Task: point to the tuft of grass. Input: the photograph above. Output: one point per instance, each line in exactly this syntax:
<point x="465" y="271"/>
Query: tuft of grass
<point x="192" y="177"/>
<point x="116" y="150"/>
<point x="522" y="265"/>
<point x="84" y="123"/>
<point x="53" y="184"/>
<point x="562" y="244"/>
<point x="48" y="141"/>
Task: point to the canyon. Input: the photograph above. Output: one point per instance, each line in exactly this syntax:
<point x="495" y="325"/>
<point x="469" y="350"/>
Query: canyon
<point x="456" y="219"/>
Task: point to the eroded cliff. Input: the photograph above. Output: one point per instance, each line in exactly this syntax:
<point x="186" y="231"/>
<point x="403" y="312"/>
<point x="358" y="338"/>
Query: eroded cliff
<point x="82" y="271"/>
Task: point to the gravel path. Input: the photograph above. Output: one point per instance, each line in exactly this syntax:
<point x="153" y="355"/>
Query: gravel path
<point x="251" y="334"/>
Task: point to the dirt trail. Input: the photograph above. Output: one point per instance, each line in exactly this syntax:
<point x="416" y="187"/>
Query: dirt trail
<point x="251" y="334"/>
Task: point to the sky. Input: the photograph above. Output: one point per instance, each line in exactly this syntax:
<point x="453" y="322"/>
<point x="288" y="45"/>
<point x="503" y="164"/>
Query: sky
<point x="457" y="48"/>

---

#### [EXERCISE DIRECTIONS]
Taking the entries from their first line through the line with "Task: point to the eroded", inclusive, restate each line word for word and give nothing else.

#### [EXERCISE ANSWER]
Task: point to the tuft of grass. Input: the photograph above. Output: one point per instance, each line in exactly this syntax:
<point x="465" y="271"/>
Query: tuft of grass
<point x="192" y="177"/>
<point x="116" y="150"/>
<point x="522" y="265"/>
<point x="84" y="123"/>
<point x="53" y="184"/>
<point x="562" y="244"/>
<point x="48" y="141"/>
Task: point to the canyon. Input: the photograph above. Output: one point per instance, each line in exactly this syntax:
<point x="495" y="325"/>
<point x="469" y="350"/>
Query: canyon
<point x="456" y="219"/>
Task: point to the eroded cliff. Input: the photograph above. Output: one point per instance, each line in exactly this syntax:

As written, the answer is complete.